Richard Wheen (1808-1885) soap manufacturer of Deptford lived at Colonnade House, 7 South Row Blackheath 1853 -1863

Wheen was probably one of the most typical of the successful Blackheath families of his time obvious time in that he was involved in the manufacturing process of his business, clearly successful and philanthropic and able to accommodate a large family in the relatively prosperous and rural suburb of Blackheath.

Nevertheless he rode to work on his horse each day. Also his sons entered the family business and learned the technology and marketing systems which kept the business prosperous.  It flourished in Deptford from 1849 until 1955.

He had been in partnership with brother John from the 1830s with a soap factory on Ratcliffe Highway. The factory had been founded in 1769 and was eventually owned by Joseph Moate. Moate was Richard Wheens uncle and the boy married Moates daughter (also his cousin) Anna Maria eventually siring 13 children. He encouraged his brother John Frith Wheen (1816- 1903) to join the business. By 1837 they were manufacturing 645 ton of soap.  In 1838 the figure had risen to 715 tons, worth then over £10,000. But after a few years they decided it was not profitable enough to support two families and they parted company but without rancor.  Richard moved to Creek Road, Deptford, taking over a pin factory on the waters edge and once the Ravensbourne Wood Mill.  He pioneered a number of techniques of soap manufacture including the first use of soap coppers boiled by steam and not direct heat.

---

▶ _Tasks and exercises_:
#1 According to the text on Richard Wheen, in what year was the Ratcliffe Highway soap factory founded?
#2 In the text on Richard Wheen, can you condense the paragraph beginning "He had been in partnership" into a short bulleted list that keeps its main facts?
#3 Can you pick up the text on Richard Wheen after its last sentence and carry it on?

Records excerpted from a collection
---

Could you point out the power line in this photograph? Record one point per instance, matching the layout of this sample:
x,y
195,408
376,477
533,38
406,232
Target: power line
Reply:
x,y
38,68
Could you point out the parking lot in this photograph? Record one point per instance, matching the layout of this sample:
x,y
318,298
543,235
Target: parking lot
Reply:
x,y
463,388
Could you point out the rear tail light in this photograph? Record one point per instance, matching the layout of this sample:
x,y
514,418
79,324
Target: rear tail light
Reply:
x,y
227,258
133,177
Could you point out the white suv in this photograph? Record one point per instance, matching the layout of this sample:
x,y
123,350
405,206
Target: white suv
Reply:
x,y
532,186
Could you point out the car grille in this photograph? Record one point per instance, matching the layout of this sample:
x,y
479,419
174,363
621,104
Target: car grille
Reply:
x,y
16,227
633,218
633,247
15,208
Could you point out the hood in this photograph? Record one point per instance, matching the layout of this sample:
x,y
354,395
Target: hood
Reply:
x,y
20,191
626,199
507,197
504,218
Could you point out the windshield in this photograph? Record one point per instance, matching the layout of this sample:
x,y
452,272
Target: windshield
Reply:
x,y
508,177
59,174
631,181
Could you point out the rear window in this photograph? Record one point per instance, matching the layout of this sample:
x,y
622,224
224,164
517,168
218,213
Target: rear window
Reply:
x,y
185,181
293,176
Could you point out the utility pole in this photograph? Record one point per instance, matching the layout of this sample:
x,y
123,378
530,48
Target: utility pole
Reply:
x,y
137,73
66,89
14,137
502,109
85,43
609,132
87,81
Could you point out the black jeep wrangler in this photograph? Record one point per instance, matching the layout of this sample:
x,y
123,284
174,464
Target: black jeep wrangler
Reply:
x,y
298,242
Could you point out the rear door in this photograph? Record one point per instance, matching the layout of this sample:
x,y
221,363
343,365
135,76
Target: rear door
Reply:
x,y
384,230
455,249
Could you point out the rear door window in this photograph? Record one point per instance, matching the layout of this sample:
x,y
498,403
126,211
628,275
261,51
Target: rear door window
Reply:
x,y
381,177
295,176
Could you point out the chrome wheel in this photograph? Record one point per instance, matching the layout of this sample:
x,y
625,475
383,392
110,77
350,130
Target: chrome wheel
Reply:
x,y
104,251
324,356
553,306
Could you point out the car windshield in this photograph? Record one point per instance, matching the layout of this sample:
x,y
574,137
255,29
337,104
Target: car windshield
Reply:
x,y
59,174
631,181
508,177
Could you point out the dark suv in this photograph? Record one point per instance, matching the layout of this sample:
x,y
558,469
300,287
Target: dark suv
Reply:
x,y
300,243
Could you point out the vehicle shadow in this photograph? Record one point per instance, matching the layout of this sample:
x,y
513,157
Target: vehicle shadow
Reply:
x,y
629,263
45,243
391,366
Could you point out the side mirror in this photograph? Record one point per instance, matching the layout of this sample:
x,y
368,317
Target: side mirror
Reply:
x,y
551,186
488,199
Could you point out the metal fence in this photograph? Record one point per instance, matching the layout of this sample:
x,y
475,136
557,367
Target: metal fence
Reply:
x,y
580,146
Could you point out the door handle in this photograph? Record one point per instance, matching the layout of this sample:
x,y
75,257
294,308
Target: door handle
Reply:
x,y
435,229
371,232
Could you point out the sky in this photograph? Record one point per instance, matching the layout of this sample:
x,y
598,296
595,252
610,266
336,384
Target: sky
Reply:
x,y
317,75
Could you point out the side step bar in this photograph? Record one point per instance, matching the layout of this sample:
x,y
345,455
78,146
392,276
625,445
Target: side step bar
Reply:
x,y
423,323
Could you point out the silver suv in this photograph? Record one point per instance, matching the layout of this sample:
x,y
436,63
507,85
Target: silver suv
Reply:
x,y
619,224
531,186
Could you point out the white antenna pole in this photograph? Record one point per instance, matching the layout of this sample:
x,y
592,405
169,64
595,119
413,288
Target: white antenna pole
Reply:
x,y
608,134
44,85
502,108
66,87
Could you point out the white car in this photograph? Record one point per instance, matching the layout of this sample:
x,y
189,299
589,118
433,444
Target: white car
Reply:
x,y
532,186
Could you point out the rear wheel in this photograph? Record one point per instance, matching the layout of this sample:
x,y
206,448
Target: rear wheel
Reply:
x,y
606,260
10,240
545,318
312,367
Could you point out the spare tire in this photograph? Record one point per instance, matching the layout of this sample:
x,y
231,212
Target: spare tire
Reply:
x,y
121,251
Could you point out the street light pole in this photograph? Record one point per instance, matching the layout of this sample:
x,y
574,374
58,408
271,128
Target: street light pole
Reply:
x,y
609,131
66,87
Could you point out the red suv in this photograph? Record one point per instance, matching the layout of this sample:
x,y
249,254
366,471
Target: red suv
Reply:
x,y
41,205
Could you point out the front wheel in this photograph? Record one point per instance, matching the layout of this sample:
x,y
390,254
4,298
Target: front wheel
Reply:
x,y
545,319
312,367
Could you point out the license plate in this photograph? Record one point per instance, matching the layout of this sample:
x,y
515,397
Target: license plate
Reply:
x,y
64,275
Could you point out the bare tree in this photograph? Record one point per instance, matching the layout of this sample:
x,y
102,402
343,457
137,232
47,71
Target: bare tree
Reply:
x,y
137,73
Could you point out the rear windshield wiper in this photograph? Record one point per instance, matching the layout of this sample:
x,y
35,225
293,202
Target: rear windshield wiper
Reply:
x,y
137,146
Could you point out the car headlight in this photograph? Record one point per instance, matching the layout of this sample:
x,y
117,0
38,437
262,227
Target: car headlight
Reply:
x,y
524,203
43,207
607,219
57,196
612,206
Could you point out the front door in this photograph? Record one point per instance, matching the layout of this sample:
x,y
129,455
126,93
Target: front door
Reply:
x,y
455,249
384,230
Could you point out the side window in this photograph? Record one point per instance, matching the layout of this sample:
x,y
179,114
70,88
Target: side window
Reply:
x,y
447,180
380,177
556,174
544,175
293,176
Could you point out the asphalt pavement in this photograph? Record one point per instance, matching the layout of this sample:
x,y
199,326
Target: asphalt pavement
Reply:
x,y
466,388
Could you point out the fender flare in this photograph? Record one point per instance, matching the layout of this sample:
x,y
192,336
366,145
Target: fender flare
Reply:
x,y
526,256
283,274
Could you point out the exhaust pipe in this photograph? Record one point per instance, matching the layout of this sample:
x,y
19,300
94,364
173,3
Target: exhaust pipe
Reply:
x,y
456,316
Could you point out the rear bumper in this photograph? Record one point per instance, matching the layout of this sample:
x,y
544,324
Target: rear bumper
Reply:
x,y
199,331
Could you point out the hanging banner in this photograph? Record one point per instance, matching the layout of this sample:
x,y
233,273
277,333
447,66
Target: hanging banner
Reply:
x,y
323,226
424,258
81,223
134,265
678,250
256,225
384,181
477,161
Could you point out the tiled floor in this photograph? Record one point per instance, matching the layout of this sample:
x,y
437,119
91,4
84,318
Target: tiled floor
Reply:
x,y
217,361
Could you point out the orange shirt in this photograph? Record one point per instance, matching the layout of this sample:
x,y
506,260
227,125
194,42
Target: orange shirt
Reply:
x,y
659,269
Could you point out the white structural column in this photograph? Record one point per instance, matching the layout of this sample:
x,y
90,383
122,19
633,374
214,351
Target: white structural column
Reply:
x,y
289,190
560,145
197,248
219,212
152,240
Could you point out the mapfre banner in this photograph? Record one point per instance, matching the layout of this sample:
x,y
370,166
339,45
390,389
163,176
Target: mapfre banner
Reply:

---

▶ _Expected results_:
#1 1769

#2
- Richard Wheen was in partnership with his brother John from the 1830s, running a soap factory on Ratcliffe Highway.
- The factory, founded in 1769, was eventually owned by Joseph Moate, Richard's uncle. Richard married Moate's daughter Anna Maria, his cousin, and they had 13 children.
- Richard encouraged his brother John Frith Wheen (1816–1903) to join the business.
- Output rose from 645 tons of soap in 1837 to 715 tons in 1838, then worth over £10,000.
- After a few years the brothers judged the business not profitable enough for two families and parted without rancor.
- Richard moved to Creek Road, Deptford, taking over a waterside pin factory that had once been the Ravensbourne Wood Mill.
- He pioneered soap-making techniques, including the first use of soap coppers boiled by steam rather than direct heat.

#3
Before taking Colonnade House Richard Wheen had lived at York Terrace, Regents Park. The move was clearly necessary. Over the 10 years the Wheens lived in Blackheath the family grew and Richard and Maria were blessed with 11 children at Blackheath and employed no less than seven resident servants – including a butler, footman and coachman - the largest number in any house in the district even Rangers House, then occupied by HRH Prince Arthur, later Duke of Connaught.
The Wheens moved in 1863 to Hayes Place, Keston, then to Lancaster Gate. His retirement was spent enjoying sporting activities with shooting in Scotland. Mr. and Mrs. Wheen finally retired to Courtlands at Tunbridge Wells where Richard died in November 1885. He left £50,000 as well as property and a prosperous business. Marie Wheen had died in 1881 aged 63.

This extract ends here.